- **Supplied text**
↓

Comcast PR Veteran Recommends Multi-Layered Media Approach

Walter Neary

With more journalists turning to Facebook and Twitter to research story ideas and find sources, social media can be a great way to engage reporters and bloggers. As Walter Neary, public relations director, Washington State, Comcast says in the following Q&A, social media is not a silver bullet for traditional media relations. Taking a multi-layered approach to building and nurturing relationships with the media will yield the best results, he says. Neary will elaborate on engaging journalists and media relations at PR News’ Big 3 Conference on August 9 in San Francisco.

PR News: What’s your take on pitching journalists on social media channels? 

Walter Neary: My hope is that we'll soon stop talking about it like it's something special, and treat the various social media channels like we treat the phone, e-mail and bumping into someone on the street.

PR News: What’s one of the biggest mistakes PR pros make when trying to engage journalists through social media?

Neary: One mistake I see is PR professionals thinking engaging through social media is a substitute for human relationships.

↑

- **Supplied material**
↓

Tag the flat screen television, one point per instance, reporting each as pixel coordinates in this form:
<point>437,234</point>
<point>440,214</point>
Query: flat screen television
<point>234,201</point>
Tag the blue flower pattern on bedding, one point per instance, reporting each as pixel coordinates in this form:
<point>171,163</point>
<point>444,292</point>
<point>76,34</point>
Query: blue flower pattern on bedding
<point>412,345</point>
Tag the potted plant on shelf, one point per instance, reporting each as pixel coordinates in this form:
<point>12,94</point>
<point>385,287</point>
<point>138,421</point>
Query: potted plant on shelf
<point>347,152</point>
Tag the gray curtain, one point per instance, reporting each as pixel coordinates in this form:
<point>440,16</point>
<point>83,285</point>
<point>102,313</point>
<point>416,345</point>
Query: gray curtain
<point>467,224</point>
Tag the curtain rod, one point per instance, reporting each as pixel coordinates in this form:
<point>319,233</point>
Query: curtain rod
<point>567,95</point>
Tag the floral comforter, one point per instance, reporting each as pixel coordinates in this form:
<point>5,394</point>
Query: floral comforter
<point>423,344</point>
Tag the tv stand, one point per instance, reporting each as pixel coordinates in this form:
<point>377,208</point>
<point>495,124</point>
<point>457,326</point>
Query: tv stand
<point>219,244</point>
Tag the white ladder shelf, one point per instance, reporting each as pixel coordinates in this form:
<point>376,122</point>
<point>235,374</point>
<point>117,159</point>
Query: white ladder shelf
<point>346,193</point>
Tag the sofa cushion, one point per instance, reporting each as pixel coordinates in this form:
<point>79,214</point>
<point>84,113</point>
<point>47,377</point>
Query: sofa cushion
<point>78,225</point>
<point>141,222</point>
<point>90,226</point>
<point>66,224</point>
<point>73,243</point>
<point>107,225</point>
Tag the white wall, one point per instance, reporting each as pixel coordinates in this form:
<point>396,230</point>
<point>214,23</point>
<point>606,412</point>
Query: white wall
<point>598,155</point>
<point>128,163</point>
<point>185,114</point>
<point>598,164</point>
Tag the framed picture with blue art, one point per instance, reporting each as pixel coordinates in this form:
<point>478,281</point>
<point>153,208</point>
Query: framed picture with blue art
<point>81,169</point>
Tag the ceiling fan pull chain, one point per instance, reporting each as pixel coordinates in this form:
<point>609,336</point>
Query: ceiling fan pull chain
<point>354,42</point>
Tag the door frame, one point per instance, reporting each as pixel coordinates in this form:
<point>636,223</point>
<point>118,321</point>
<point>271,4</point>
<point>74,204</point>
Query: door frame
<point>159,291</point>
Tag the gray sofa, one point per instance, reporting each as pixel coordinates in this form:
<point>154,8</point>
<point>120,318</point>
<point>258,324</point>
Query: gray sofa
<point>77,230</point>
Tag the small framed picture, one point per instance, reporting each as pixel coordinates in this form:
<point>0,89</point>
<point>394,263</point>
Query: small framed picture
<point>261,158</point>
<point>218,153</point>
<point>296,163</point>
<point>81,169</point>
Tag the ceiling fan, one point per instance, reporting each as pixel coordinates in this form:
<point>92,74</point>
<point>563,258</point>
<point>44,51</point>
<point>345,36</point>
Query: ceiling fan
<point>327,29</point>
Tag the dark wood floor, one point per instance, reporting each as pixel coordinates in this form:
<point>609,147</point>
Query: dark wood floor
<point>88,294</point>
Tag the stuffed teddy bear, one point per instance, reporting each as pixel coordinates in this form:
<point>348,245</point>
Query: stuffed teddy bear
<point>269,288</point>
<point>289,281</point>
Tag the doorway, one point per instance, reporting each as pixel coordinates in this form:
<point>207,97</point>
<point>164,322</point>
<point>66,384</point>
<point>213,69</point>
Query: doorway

↑

- **Written exercise**
Rewrite the passage of the interview text starting with "With more journalists" and going on through "social media channels?", changing "silver bullet" to "magic bullet".

- **Complete answer**
With more journalists turning to Facebook and Twitter to research story ideas and find sources, social media can be a great way to engage reporters and bloggers. As Walter Neary, public relations director, Washington State, Comcast says in the following Q&A, social media is not a magic bullet for traditional media relations. Taking a multi-layered approach to building and nurturing relationships with the media will yield the best results, he says. Neary will elaborate on engaging journalists and media relations at PR News’ Big 3 Conference on August 9 in San Francisco.

PR News: What’s your take on pitching journalists on social media channels?